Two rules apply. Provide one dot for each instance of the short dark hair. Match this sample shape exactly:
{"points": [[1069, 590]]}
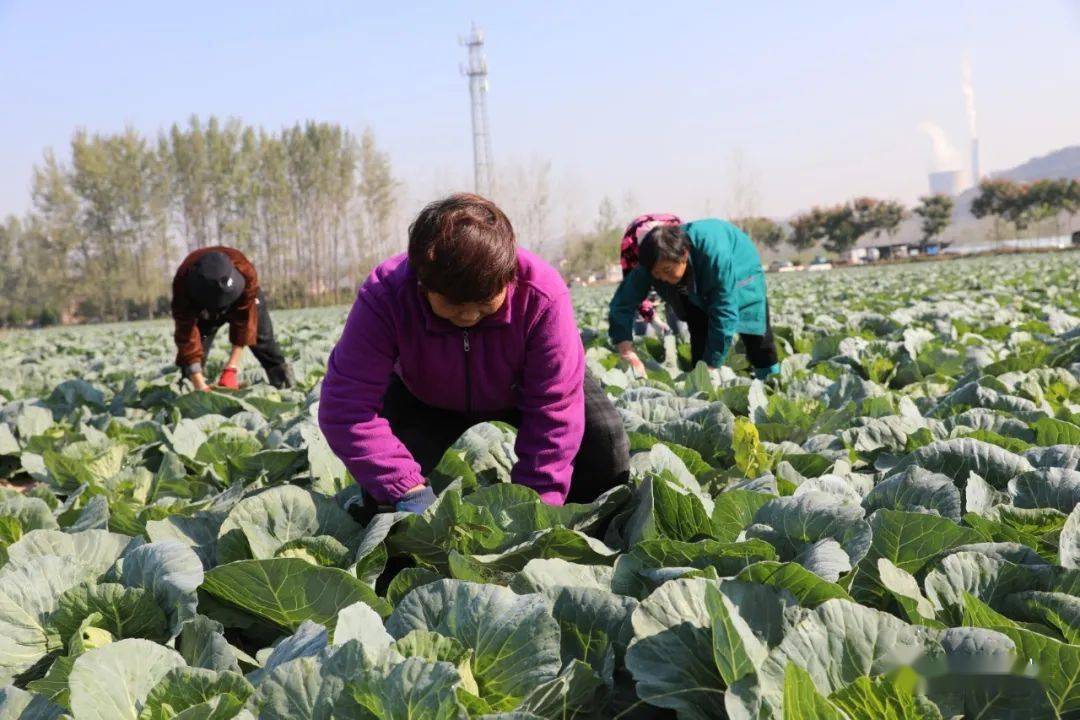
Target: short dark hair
{"points": [[463, 248], [664, 242]]}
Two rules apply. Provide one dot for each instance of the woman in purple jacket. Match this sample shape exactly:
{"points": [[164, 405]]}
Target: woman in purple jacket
{"points": [[467, 327]]}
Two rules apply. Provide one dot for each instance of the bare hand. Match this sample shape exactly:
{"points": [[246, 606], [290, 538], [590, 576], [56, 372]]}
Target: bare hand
{"points": [[626, 353]]}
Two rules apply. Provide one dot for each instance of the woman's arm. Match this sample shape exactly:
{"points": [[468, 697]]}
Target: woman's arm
{"points": [[624, 303], [552, 404], [723, 313], [358, 375]]}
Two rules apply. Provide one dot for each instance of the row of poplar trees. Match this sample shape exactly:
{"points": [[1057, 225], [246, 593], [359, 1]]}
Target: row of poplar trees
{"points": [[311, 205]]}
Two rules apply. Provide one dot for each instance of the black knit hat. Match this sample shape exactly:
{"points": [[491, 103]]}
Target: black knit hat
{"points": [[214, 282]]}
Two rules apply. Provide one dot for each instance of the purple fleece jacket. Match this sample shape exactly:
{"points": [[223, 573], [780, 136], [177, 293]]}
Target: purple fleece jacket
{"points": [[527, 355]]}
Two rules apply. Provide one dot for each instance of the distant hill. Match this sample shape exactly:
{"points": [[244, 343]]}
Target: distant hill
{"points": [[966, 229], [1056, 164]]}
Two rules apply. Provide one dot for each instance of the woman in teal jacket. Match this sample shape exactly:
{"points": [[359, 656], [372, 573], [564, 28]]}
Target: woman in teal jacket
{"points": [[711, 273]]}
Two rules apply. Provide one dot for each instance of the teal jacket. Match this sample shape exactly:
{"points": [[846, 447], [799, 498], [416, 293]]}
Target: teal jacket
{"points": [[727, 283]]}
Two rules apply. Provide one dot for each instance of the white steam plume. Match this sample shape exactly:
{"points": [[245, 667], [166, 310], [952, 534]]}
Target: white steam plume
{"points": [[969, 96], [945, 154]]}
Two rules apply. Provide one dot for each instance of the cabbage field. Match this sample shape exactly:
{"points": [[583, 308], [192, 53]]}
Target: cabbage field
{"points": [[889, 529]]}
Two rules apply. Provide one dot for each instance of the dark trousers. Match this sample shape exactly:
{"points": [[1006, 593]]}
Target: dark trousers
{"points": [[760, 349], [266, 349], [602, 462]]}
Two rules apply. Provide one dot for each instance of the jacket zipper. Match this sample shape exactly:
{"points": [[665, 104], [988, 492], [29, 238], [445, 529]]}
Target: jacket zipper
{"points": [[468, 382]]}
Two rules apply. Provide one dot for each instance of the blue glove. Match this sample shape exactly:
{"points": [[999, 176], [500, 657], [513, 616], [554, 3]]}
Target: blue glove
{"points": [[416, 502], [763, 372]]}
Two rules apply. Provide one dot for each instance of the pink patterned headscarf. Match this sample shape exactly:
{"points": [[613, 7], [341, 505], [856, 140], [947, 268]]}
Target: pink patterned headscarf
{"points": [[635, 231], [628, 253]]}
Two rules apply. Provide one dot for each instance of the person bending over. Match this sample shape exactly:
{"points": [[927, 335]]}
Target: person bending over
{"points": [[711, 273], [214, 286], [628, 260], [467, 327]]}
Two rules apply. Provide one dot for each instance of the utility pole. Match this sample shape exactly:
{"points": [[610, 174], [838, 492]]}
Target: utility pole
{"points": [[476, 71]]}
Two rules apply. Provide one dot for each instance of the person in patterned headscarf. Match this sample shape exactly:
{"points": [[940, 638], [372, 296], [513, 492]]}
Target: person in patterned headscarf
{"points": [[711, 273], [628, 259]]}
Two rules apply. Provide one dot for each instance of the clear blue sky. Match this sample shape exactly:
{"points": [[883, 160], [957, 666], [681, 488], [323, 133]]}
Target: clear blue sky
{"points": [[822, 100]]}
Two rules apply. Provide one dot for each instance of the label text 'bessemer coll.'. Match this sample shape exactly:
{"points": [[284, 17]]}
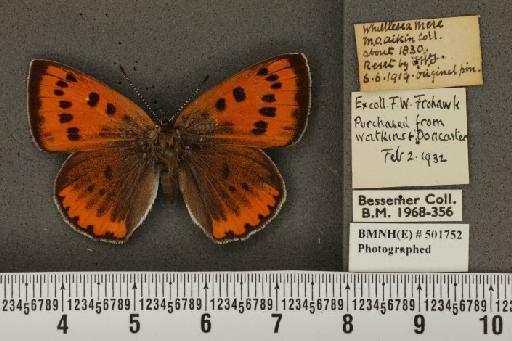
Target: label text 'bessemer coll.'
{"points": [[407, 205]]}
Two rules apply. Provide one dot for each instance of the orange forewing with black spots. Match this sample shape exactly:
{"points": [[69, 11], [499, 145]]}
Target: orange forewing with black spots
{"points": [[230, 191], [264, 106], [70, 111]]}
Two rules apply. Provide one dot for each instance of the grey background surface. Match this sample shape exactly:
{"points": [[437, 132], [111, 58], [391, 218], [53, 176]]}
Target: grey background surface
{"points": [[487, 199], [168, 47]]}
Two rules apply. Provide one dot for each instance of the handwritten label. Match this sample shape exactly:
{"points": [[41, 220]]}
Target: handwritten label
{"points": [[407, 206], [409, 138], [384, 247], [419, 54]]}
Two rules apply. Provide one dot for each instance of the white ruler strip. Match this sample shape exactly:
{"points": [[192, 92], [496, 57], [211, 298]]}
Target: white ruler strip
{"points": [[255, 306]]}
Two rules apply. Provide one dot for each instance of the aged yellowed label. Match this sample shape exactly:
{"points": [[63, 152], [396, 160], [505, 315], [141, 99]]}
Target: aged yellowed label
{"points": [[409, 138], [419, 54]]}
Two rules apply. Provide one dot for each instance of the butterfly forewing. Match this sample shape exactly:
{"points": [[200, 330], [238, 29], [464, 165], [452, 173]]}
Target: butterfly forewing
{"points": [[266, 105], [70, 111]]}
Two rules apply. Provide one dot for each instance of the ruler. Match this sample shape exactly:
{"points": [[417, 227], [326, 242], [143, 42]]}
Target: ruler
{"points": [[282, 305]]}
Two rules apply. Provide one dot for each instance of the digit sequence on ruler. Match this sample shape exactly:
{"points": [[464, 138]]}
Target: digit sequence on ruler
{"points": [[276, 293]]}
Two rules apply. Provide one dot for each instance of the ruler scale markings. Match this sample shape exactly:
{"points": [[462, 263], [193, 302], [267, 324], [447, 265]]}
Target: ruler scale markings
{"points": [[319, 292]]}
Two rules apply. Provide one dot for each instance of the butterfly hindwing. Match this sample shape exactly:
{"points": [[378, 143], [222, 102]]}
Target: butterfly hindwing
{"points": [[106, 193], [230, 191], [70, 111], [264, 106]]}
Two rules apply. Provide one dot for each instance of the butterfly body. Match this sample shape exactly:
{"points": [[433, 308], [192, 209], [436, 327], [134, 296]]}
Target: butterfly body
{"points": [[211, 152]]}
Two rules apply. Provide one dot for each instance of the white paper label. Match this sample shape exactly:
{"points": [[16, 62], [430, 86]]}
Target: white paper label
{"points": [[407, 206], [409, 138], [394, 247]]}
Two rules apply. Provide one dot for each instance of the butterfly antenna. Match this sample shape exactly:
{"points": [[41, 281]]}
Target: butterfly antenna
{"points": [[189, 99], [125, 75]]}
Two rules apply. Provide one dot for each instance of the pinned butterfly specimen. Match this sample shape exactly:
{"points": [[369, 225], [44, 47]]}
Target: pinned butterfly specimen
{"points": [[211, 151]]}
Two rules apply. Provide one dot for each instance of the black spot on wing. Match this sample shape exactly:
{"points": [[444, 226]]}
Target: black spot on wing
{"points": [[269, 98], [268, 111], [93, 99], [70, 77], [111, 109], [239, 94], [220, 105], [65, 117], [64, 104]]}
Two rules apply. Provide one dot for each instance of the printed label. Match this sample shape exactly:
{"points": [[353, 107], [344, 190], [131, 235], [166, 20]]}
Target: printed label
{"points": [[388, 247], [419, 54], [409, 138], [407, 206]]}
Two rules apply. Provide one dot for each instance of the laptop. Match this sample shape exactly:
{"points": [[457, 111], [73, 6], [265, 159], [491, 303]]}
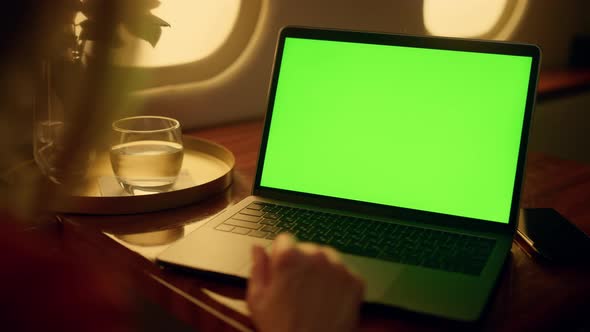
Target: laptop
{"points": [[405, 153]]}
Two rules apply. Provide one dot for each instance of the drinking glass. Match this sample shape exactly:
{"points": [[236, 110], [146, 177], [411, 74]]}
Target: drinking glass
{"points": [[146, 153]]}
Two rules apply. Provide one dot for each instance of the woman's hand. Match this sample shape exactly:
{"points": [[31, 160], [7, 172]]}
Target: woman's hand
{"points": [[302, 287]]}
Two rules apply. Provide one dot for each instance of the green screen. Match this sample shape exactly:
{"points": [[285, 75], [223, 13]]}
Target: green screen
{"points": [[426, 129]]}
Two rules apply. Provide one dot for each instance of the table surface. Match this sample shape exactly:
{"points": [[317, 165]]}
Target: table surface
{"points": [[531, 295]]}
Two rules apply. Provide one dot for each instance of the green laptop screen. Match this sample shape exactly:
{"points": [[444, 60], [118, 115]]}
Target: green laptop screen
{"points": [[425, 129]]}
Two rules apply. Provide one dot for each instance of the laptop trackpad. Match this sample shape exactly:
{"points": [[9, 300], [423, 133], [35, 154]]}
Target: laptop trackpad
{"points": [[378, 275]]}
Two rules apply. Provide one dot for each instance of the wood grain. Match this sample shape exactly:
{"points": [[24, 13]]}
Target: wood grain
{"points": [[531, 295]]}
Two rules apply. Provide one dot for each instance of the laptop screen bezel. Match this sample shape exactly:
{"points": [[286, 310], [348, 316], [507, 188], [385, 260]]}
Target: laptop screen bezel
{"points": [[440, 43]]}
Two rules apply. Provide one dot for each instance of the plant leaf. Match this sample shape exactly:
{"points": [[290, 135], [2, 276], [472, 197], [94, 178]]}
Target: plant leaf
{"points": [[147, 27], [89, 31]]}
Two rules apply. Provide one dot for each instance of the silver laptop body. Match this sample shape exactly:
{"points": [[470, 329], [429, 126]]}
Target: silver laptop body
{"points": [[321, 67]]}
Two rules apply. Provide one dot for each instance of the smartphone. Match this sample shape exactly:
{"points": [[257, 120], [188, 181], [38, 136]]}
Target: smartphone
{"points": [[552, 237]]}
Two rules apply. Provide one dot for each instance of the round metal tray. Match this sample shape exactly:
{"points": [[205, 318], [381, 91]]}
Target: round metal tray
{"points": [[208, 164]]}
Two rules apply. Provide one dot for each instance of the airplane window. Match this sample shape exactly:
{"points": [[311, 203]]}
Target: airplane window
{"points": [[491, 19]]}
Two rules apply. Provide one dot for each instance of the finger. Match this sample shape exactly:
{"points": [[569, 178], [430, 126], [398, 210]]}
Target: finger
{"points": [[260, 273]]}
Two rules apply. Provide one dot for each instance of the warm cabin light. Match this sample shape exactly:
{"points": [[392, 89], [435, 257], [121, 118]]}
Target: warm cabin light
{"points": [[493, 19], [198, 28]]}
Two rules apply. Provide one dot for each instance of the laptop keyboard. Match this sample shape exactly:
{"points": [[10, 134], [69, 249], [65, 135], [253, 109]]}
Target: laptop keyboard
{"points": [[363, 237]]}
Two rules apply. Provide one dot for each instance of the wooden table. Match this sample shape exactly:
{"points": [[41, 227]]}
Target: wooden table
{"points": [[531, 295]]}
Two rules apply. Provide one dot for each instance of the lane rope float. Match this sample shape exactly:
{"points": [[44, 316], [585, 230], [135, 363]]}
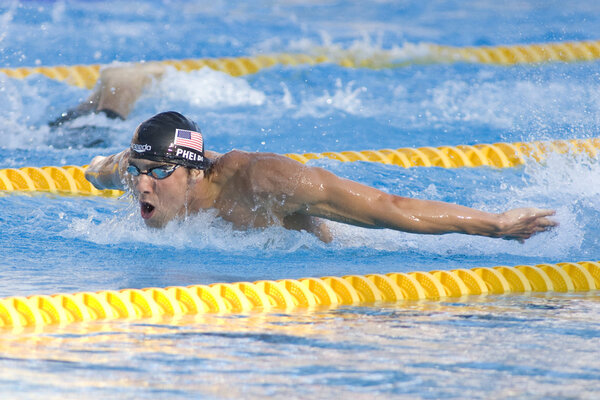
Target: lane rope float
{"points": [[70, 180], [290, 294], [85, 76]]}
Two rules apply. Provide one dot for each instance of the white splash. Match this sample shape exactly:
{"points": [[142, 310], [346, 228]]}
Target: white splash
{"points": [[205, 88]]}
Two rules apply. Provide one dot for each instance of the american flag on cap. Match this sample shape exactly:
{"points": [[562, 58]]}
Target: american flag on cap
{"points": [[190, 139]]}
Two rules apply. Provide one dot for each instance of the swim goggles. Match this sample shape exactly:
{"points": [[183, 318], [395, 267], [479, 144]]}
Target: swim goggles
{"points": [[160, 172]]}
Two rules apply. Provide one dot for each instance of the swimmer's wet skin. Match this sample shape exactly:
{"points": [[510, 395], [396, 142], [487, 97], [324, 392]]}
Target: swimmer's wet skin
{"points": [[253, 190]]}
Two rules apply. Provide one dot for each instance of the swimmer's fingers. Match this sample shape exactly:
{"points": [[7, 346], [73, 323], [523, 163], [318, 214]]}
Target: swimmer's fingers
{"points": [[520, 224]]}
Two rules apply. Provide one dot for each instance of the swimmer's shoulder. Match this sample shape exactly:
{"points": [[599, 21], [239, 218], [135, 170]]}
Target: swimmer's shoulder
{"points": [[249, 163]]}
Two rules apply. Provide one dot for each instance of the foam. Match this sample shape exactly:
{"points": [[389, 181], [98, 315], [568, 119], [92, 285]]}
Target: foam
{"points": [[201, 231], [205, 88]]}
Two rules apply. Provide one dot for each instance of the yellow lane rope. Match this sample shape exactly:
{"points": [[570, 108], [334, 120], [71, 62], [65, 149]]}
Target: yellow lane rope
{"points": [[70, 180], [291, 294], [87, 75]]}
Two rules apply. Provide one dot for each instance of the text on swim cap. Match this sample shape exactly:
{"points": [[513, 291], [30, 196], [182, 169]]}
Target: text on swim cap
{"points": [[140, 148], [189, 155]]}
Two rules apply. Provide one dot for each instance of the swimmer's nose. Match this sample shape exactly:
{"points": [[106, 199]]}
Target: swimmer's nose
{"points": [[144, 184]]}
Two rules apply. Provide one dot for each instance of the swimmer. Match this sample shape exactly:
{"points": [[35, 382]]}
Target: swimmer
{"points": [[172, 176]]}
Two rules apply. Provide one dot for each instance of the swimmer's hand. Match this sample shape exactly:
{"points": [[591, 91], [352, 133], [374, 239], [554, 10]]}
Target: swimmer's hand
{"points": [[522, 223], [108, 172]]}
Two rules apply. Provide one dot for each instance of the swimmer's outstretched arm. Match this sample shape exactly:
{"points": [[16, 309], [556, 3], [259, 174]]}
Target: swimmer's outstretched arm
{"points": [[108, 172], [323, 194]]}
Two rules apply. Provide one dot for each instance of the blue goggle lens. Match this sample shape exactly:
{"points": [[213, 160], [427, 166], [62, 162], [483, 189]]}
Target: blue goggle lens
{"points": [[161, 172]]}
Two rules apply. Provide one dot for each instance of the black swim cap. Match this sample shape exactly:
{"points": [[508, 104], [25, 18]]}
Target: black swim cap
{"points": [[170, 137]]}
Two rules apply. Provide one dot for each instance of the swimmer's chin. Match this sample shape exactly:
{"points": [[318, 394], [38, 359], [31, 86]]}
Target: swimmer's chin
{"points": [[155, 224]]}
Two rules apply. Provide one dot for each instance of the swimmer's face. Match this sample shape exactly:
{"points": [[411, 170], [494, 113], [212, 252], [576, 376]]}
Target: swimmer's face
{"points": [[160, 200]]}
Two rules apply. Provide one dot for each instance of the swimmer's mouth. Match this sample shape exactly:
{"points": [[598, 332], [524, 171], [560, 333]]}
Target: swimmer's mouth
{"points": [[146, 209]]}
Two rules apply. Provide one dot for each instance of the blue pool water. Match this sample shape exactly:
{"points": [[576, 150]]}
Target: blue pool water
{"points": [[535, 346]]}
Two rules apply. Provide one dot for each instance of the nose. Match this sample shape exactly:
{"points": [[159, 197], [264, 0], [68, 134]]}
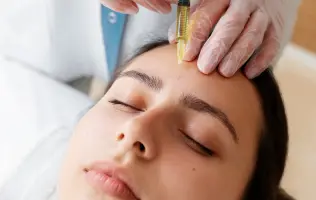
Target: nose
{"points": [[137, 140]]}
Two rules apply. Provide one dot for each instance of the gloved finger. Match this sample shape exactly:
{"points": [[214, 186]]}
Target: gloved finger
{"points": [[250, 39], [202, 22], [225, 33], [269, 49], [123, 6]]}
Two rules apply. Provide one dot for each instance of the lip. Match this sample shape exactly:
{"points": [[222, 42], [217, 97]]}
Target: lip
{"points": [[111, 180]]}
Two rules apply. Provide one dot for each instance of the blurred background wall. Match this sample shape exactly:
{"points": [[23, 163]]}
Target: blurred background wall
{"points": [[296, 73]]}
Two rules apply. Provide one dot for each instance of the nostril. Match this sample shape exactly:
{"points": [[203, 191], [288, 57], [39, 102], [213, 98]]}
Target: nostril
{"points": [[141, 147]]}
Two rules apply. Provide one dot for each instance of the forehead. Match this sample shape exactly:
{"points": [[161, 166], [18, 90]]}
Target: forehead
{"points": [[236, 96]]}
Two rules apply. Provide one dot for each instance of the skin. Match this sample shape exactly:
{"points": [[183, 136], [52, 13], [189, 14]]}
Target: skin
{"points": [[171, 166]]}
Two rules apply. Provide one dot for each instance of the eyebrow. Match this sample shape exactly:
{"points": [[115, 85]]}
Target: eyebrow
{"points": [[155, 83]]}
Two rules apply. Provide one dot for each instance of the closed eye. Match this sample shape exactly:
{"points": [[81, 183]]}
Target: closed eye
{"points": [[125, 105], [196, 146]]}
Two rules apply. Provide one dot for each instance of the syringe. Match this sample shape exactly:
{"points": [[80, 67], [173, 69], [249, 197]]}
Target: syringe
{"points": [[183, 12]]}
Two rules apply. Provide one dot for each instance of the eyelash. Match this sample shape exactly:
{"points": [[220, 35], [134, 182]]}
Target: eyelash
{"points": [[201, 149], [117, 102]]}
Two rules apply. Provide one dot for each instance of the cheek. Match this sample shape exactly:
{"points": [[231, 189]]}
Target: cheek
{"points": [[95, 136]]}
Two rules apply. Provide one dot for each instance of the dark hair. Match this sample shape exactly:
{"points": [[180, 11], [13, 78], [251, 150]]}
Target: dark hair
{"points": [[273, 144]]}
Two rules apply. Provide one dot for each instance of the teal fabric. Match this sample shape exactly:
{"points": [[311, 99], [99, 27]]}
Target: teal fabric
{"points": [[113, 24]]}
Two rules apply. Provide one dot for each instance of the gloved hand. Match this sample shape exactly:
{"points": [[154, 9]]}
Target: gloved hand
{"points": [[243, 27], [130, 6]]}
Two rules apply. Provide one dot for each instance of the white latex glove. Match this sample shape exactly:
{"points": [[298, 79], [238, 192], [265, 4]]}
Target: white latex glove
{"points": [[243, 27]]}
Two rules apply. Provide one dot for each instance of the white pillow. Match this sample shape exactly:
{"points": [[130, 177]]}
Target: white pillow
{"points": [[32, 107], [61, 38]]}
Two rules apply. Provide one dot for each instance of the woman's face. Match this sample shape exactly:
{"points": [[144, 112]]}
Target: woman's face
__________
> ACTION ITEM:
Working from the records above, write out verbatim only the lines from the line containing "Target: woman in teal jacket" through the line containing "of the cabbage".

> EXERCISE RESULT:
Target: woman in teal jacket
{"points": [[711, 273]]}
Two rules apply. Provide one dot for each instance of the teal jacket. Match this sample shape exactly:
{"points": [[846, 447], [799, 498], [416, 293]]}
Target: teal jacket
{"points": [[727, 283]]}
Two rules apply. Provide one dot for each instance of the white steam plume. Match this sample shape exactly:
{"points": [[245, 667], [166, 310], [952, 534]]}
Target: white steam plume
{"points": [[969, 96], [945, 154]]}
Two rules apply. Provide one dot for each instance of the cabbage field. Match this sample shape exactly:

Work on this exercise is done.